Fewer Gastrointestinal Issues in Rosacea Treated With Subantimicrobial vs Conventional Doxycycline
The investigators concluded that the results of this study imply that the use of CD-doxycycline may have an impact on the previously reported association between rosacea and GID.
Patients with rosacea treated with subantimicrobial-dose (SD), modified-release doxycycline 40 mg experience fewer gastrointestinal diseases (GIDs) compared with conventional-dose (CD), regular-release doxycycline 50 to 100 mg, according to the results of a cross-sectional study published in the Journal of the American Academy of Dermatology.
A total of 71,117 individuals age 30 to 64 with a history of rosacea were included in the study. The investigators analyzed the association between the various doxycycline doses (40 mg, 50 mg, 100 mg) and the prevalence of 10 GIDs: celiac disease; irritable bowel syndrome, small intestinal bacterial overgrowth, Helicobacter pylori infection, gastroesophageal reflux, gastritis, peptic ulcers, ulcerative colitis, Crohn disease, and infectious colitis.
Compared with no doxycycline treatment, CD-doxycycline therapy was associated with a significantly higher risk for overall GID (adjusted odds ratio [aOR] 1.53; 95% CI, 1.48-1.58; P <.0001). SD-doxycycline 40 mg was associated with a significantly lower risk for GID vs CD-doxycycline 100 mg (aOR 0.62; 95% CI, 0.58-0.67; P <.0001) and CD-doxycycline 50 mg (aOR 0.80; 95% CI, 0.73-0.88; P <.0001). The prevalence of GIDs did not differ significantly between treatment with SD-doxycycline and no doxycycline therapy (aOR 1.05; 95% CI, 0.98-1.12; P =.16).
In a subpopulation analysis of 10,949 individuals that excluded individuals with documented GID in the year prior to initiating doxycycline, patients taking SD-doxycycline were significantly less likely than patients taking CD-doxycycline to experience new-onset GID (1-year cumulative incidence of GID: 8.3% vs 12.0%, respectively; aOR 0.68; 95% CI, 0.61-0.75; P <.0001). Patients with rosacea who received SD-doxycycline experienced fewer overall GIDs compared with patients who received CD-doxycycline.
The investigators concluded that the results of this study imply that the use of CD-doxycycline may have an impact on the previously reported association between rosacea and GID. This may be due in part to a dose-dependent effect, but it might also be linked to the inherent characteristics of the SD (modified-release) formulation of doxycycline. Longitudinal studies are warranted in order to further define this association.
Lim HG, Fischer A, Rueda MJ, Kendall J, Kang S, Chien AL. Prevalence of gastrointestinal comorbidities in rosacea: Comparison of subantimicrobial, modified release doxycycline versus conventional release doxycycline. J Am Acad Dermatol. 2018;78(2):417-419.

-- What to work on --
Reproduce the rosacea study text between "Compared with no" and "0.98-1.12; P =.16).", inclusive. Work only from the rosacea study text.

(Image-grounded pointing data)
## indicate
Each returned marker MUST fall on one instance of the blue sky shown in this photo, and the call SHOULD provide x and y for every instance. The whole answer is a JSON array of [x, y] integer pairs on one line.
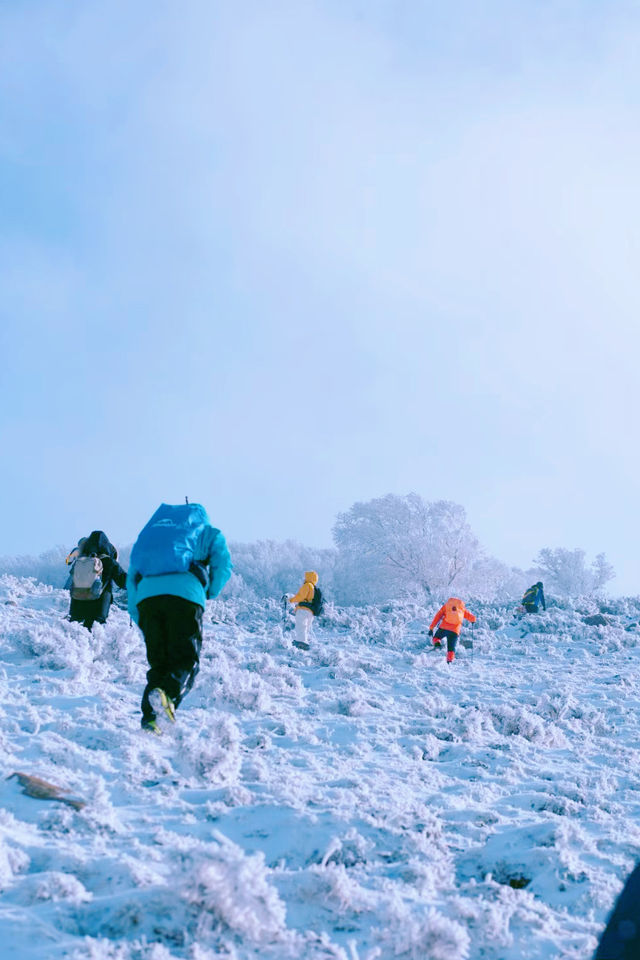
[[285, 256]]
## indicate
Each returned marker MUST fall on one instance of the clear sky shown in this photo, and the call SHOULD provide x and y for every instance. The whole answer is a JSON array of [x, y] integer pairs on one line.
[[282, 256]]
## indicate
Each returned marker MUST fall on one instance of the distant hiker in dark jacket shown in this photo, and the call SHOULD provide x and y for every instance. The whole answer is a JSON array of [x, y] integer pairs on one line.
[[621, 937], [178, 561], [533, 597], [94, 570], [304, 609], [450, 617]]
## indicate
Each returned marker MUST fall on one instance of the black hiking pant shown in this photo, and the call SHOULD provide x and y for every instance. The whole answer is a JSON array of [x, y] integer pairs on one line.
[[88, 612], [451, 637], [172, 629]]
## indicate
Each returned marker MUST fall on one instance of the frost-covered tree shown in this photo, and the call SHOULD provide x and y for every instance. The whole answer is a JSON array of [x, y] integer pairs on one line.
[[394, 545], [270, 568], [567, 572]]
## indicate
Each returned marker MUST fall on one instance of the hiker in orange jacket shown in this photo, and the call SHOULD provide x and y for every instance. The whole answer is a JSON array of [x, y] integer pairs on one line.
[[450, 616]]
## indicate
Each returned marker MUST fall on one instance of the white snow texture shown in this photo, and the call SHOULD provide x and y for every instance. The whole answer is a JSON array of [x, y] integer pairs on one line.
[[361, 801]]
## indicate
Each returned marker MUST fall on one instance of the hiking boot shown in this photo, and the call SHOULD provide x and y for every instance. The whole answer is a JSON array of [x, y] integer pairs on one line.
[[161, 702], [151, 726]]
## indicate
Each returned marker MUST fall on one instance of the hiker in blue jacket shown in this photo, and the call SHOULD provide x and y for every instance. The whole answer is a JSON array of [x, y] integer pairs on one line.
[[533, 598], [621, 937], [178, 561]]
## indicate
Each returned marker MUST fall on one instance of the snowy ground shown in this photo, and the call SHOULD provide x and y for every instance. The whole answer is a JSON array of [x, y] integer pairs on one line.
[[359, 801]]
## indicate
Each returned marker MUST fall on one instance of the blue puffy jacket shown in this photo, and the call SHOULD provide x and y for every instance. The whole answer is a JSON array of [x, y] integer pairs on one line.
[[212, 547], [621, 938]]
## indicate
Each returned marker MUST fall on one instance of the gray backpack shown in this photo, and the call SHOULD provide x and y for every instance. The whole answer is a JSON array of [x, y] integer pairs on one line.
[[86, 578]]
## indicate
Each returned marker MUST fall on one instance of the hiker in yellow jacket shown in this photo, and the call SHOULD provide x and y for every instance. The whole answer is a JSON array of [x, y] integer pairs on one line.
[[450, 617], [304, 614]]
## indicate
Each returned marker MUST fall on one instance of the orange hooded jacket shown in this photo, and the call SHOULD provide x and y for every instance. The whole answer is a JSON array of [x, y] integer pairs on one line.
[[447, 625]]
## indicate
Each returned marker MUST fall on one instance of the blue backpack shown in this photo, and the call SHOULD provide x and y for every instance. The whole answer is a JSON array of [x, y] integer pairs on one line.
[[169, 541]]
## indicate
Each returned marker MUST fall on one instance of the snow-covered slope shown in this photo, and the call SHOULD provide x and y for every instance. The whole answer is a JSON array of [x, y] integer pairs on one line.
[[359, 801]]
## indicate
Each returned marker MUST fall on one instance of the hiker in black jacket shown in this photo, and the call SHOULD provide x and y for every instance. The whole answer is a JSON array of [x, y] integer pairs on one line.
[[96, 609]]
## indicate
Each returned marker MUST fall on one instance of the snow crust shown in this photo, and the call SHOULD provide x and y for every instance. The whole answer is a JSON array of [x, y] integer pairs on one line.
[[362, 801]]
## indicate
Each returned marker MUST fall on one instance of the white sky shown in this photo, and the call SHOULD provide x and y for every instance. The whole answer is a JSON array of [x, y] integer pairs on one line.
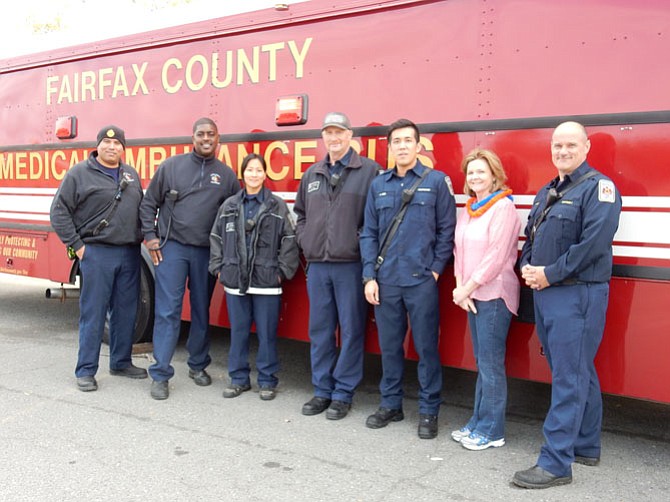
[[83, 21]]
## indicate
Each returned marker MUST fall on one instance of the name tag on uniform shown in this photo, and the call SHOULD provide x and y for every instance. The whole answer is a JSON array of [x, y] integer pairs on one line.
[[606, 191]]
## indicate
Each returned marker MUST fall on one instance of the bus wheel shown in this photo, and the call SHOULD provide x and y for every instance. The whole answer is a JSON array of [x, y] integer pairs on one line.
[[144, 323]]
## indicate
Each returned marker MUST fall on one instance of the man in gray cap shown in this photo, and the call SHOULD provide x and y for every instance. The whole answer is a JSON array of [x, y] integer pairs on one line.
[[329, 207], [95, 212]]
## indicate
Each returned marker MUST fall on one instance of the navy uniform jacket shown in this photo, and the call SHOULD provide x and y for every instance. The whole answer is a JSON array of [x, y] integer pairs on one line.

-- Reply to the task --
Compared with no doxycycline treatment, CD-doxycycline therapy was associated with a significantly higher risk for overall GID (adjusted odds ratio [aOR] 1.53; 95% CI, 1.48-1.58; P <.0001). SD-doxycycline 40 mg was associated with a significantly lower risk for GID vs CD-doxycycline 100 mg (aOR 0.62; 95% CI, 0.58-0.67; P <.0001) and CD-doxycycline 50 mg (aOR 0.80; 95% CI, 0.73-0.88; P <.0001). The prevalence of GIDs did not differ significantly between treatment with SD-doxycycline and no doxycycline therapy (aOR 1.05; 95% CI, 0.98-1.12; P =.16).